WHAT YOU NEED TO DO ->
Please quote the stretch from "[Haskell-cafe] Re: Referential" through "a ~ World -> (a, World)" in the mailing-list post on referential transparency and monads, word for word.

EXTRACT PROVIDED ->
[Haskell-cafe] Re: Referential Transparency and Monads
Heinrich Apfelmus
apfelmus at quantentunnel.de
Fri Apr 10 03:06:31 EDT 2009
minh thu wrote:
> Heinrich Apfelmus wrote:
>
>> Basically, the problem is that neither computation returns the final
>> World because neither one terminates.
>>
>> More precisely, the goal of the
>>
>> IO a ~ World -> (a, World)
>>
>> semantics is to assign each expression of type IO a a pure function
>> World -> (a, World) . For instance, the expression
>>
>> putChar 'c'
>>
>> would be assigned a function
>>
>> \world -> ((), world where 'c' has been printed)
>>
>> or similar.
>>
>> Now, the problem is that both loop and loop' are being assigned the
>> same semantic function
>>
>> loop ~ \world -> _|_
>> loop' ~ \world -> _|_
>>
>> We can't distinguish between a function that mutilates the world and
>> then doesn't terminate and a function that is harmless but doesn't
>> terminate either. After all, both return the same result (namely _|_)

(Point labeling dataset excerpts)
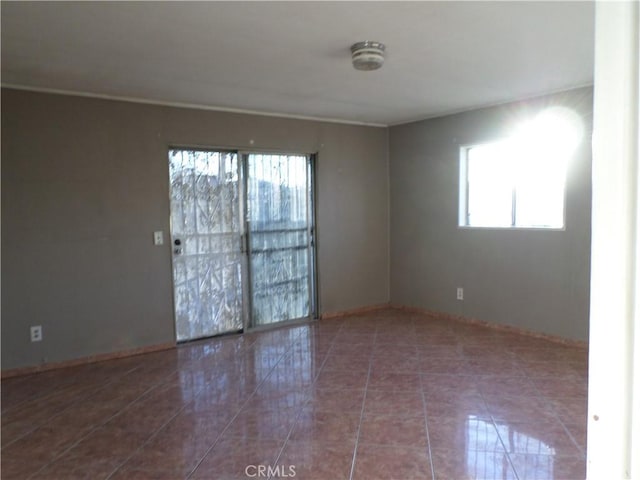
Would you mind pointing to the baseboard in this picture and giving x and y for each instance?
(493, 326)
(354, 311)
(17, 372)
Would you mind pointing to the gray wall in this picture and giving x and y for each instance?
(85, 183)
(537, 280)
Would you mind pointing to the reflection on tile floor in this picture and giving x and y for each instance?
(383, 395)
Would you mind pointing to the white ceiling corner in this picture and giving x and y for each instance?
(293, 58)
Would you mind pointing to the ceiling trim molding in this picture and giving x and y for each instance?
(194, 106)
(490, 105)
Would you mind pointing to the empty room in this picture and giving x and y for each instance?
(320, 240)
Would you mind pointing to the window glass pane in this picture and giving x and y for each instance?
(490, 186)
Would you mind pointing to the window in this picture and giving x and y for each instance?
(519, 182)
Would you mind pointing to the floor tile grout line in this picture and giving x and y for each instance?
(555, 414)
(364, 401)
(221, 434)
(74, 444)
(92, 393)
(44, 396)
(299, 413)
(426, 425)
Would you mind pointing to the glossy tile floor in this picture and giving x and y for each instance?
(383, 395)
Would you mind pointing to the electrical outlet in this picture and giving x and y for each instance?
(36, 333)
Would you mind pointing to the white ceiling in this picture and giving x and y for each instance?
(293, 58)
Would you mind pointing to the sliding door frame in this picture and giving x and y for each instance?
(243, 158)
(247, 303)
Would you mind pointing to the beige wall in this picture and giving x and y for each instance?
(532, 279)
(85, 183)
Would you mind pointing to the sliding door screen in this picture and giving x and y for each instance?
(280, 227)
(206, 229)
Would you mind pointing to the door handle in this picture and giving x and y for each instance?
(243, 243)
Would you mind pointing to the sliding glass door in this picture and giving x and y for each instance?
(280, 226)
(242, 240)
(206, 234)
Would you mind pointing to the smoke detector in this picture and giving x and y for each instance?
(367, 55)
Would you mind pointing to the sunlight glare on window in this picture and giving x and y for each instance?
(520, 181)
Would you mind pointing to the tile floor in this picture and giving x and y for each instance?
(387, 395)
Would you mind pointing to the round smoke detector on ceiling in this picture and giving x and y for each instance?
(367, 55)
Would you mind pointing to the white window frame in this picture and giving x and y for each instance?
(463, 206)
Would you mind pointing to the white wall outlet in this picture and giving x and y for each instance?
(36, 333)
(158, 238)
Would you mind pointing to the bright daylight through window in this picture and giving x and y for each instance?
(519, 182)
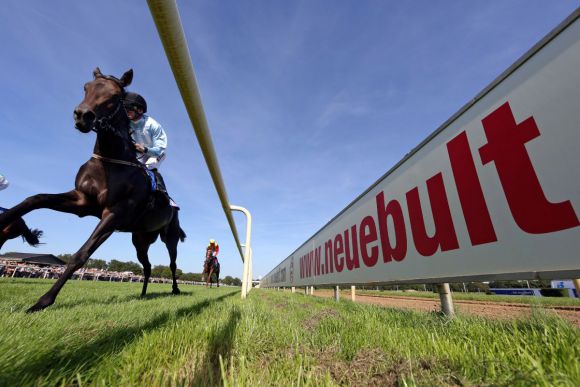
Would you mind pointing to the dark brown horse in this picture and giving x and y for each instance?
(111, 186)
(19, 228)
(211, 266)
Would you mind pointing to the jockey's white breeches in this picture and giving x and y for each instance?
(152, 162)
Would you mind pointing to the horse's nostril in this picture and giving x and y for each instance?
(88, 116)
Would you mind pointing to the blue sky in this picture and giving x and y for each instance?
(308, 102)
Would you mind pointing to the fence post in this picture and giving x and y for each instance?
(247, 249)
(446, 300)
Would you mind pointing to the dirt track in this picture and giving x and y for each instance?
(484, 309)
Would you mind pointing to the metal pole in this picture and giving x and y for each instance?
(247, 248)
(446, 300)
(250, 276)
(166, 17)
(576, 282)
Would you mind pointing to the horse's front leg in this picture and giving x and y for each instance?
(73, 202)
(104, 229)
(142, 242)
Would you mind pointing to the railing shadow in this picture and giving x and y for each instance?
(89, 355)
(220, 344)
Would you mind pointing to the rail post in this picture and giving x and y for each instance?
(446, 300)
(247, 248)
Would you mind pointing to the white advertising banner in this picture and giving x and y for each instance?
(494, 192)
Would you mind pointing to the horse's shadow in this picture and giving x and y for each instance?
(116, 300)
(91, 353)
(220, 344)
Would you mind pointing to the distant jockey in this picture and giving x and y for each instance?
(3, 182)
(212, 248)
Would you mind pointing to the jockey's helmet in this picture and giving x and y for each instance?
(133, 99)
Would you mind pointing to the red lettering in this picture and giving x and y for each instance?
(531, 210)
(328, 268)
(477, 218)
(444, 235)
(368, 234)
(351, 257)
(338, 250)
(394, 210)
(317, 260)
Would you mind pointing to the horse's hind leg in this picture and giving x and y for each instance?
(171, 237)
(72, 202)
(172, 250)
(142, 241)
(104, 229)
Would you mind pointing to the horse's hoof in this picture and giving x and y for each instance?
(35, 308)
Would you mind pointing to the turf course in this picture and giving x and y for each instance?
(104, 334)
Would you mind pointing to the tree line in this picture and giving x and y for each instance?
(158, 271)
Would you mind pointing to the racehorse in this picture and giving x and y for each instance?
(111, 186)
(19, 228)
(211, 266)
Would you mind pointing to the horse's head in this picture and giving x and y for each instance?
(103, 99)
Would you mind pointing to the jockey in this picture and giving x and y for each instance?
(3, 183)
(149, 136)
(213, 248)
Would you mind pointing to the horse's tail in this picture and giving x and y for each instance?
(32, 236)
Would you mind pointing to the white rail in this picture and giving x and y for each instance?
(168, 23)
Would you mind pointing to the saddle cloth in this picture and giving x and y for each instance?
(151, 179)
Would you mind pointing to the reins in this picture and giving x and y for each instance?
(115, 161)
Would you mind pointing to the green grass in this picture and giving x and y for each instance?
(544, 301)
(104, 334)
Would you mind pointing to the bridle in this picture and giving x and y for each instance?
(104, 123)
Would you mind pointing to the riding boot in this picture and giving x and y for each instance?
(159, 181)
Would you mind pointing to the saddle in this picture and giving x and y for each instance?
(157, 188)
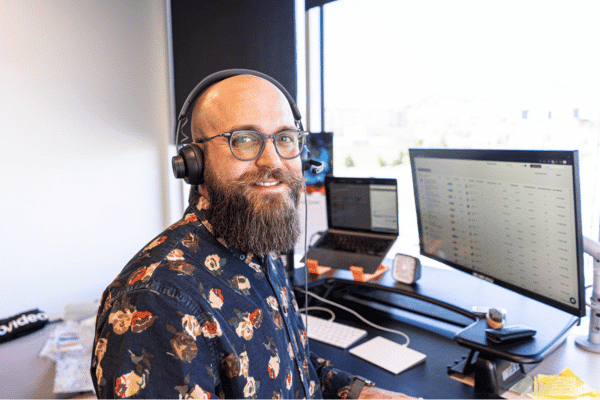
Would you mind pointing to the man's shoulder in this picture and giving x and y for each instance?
(168, 261)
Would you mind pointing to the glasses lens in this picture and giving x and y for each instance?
(289, 143)
(245, 145)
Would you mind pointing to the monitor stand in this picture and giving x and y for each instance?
(496, 368)
(492, 376)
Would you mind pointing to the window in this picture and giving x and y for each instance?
(459, 74)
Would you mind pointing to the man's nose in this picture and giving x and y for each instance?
(269, 156)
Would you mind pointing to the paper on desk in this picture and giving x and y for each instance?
(70, 346)
(565, 385)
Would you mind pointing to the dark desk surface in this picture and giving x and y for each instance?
(432, 337)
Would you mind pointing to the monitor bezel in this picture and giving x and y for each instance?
(511, 156)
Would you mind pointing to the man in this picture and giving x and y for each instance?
(205, 310)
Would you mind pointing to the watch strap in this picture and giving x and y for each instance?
(357, 386)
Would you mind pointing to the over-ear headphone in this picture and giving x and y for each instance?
(189, 162)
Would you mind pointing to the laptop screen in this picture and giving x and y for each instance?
(362, 204)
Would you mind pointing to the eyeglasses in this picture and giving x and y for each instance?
(249, 145)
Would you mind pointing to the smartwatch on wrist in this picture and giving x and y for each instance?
(357, 386)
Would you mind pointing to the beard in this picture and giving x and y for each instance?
(249, 220)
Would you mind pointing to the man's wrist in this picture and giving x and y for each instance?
(357, 386)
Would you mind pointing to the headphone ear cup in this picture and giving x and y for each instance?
(305, 157)
(189, 164)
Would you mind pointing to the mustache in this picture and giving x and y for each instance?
(264, 174)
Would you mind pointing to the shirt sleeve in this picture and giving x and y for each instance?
(335, 383)
(146, 347)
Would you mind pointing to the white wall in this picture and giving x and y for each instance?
(84, 124)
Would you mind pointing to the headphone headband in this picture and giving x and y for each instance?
(189, 163)
(228, 73)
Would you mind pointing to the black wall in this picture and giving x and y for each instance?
(212, 35)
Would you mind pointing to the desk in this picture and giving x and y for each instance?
(383, 302)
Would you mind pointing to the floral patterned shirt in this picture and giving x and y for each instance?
(189, 317)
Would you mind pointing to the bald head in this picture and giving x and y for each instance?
(239, 102)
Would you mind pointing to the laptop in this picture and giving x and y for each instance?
(362, 223)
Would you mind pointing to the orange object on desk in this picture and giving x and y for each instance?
(359, 275)
(314, 267)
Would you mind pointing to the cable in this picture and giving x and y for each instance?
(320, 309)
(404, 335)
(305, 267)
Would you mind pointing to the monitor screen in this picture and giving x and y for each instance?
(511, 217)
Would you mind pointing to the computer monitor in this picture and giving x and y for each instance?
(511, 217)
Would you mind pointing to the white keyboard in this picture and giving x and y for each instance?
(333, 333)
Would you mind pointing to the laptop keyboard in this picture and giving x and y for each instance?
(355, 244)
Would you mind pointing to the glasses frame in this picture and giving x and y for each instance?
(301, 134)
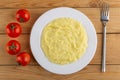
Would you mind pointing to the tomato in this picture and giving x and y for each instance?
(13, 29)
(23, 58)
(13, 47)
(22, 15)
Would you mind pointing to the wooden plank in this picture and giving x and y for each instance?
(113, 55)
(8, 15)
(55, 3)
(91, 72)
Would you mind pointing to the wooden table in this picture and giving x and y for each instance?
(9, 70)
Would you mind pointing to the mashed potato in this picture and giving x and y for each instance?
(64, 40)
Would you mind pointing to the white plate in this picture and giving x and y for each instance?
(36, 35)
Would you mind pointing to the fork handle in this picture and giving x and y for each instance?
(104, 50)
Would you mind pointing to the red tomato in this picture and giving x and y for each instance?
(22, 15)
(23, 58)
(13, 47)
(13, 29)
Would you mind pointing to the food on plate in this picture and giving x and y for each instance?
(13, 29)
(13, 47)
(64, 40)
(23, 58)
(22, 15)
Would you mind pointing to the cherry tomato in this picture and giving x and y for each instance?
(13, 47)
(22, 15)
(13, 29)
(23, 58)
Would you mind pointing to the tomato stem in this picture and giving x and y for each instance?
(12, 47)
(12, 26)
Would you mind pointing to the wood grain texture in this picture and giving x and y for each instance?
(90, 72)
(113, 42)
(113, 26)
(55, 3)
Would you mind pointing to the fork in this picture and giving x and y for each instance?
(104, 20)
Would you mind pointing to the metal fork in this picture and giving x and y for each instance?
(104, 20)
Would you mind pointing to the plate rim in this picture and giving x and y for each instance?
(34, 52)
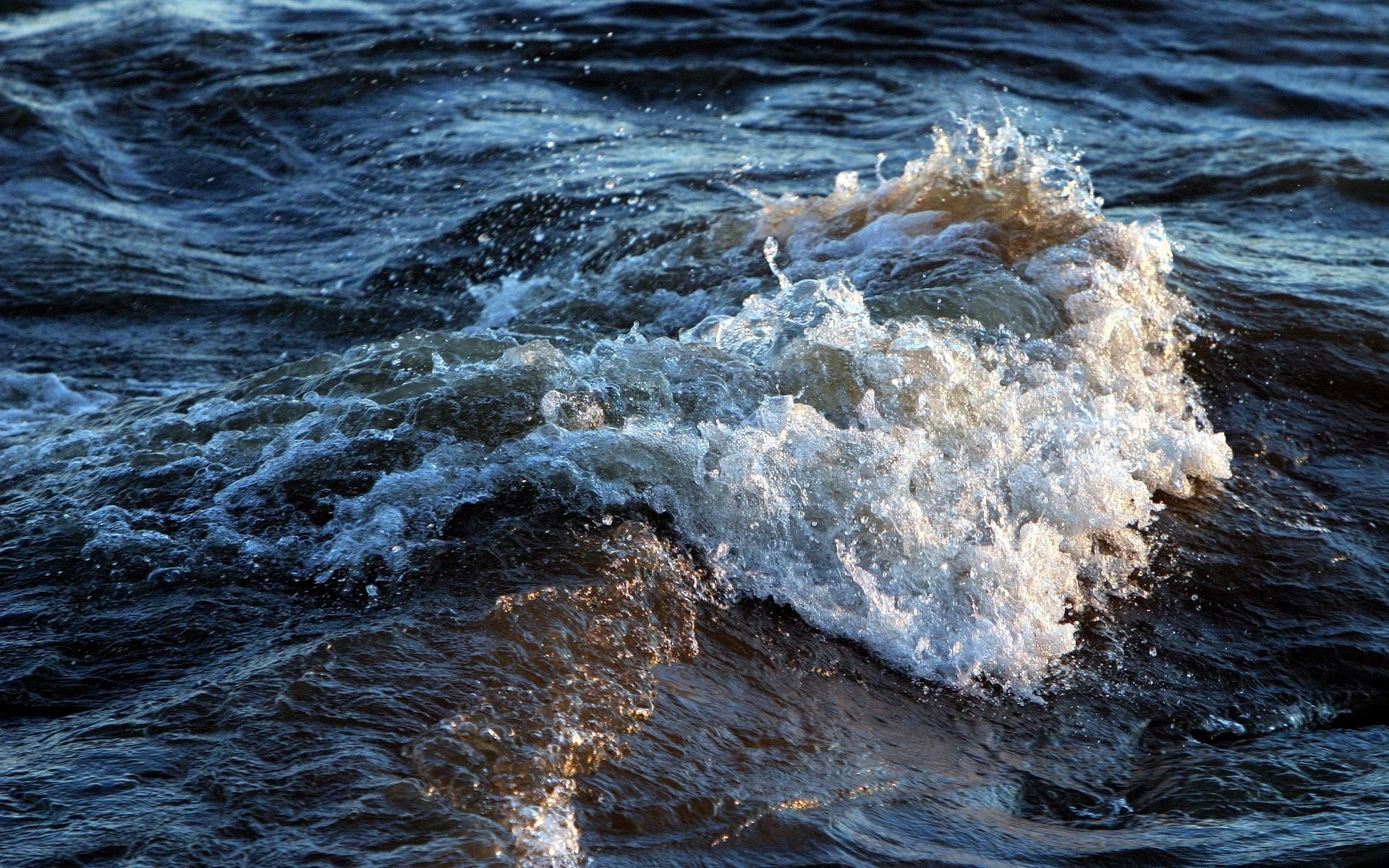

FULL ANSWER ->
[Haskell-cafe] Re: Referential Transparency and Monads
Heinrich Apfelmus
apfelmus at quantentunnel.de
Fri Apr 10 03:06:31 EDT 2009
minh thu wrote:
> Heinrich Apfelmus wrote:
>
>> Basically, the problem is that neither computation returns the final
>> World because neither one terminates.
>>
>> More precisely, the goal of the
>>
>> IO a ~ World -> (a, World)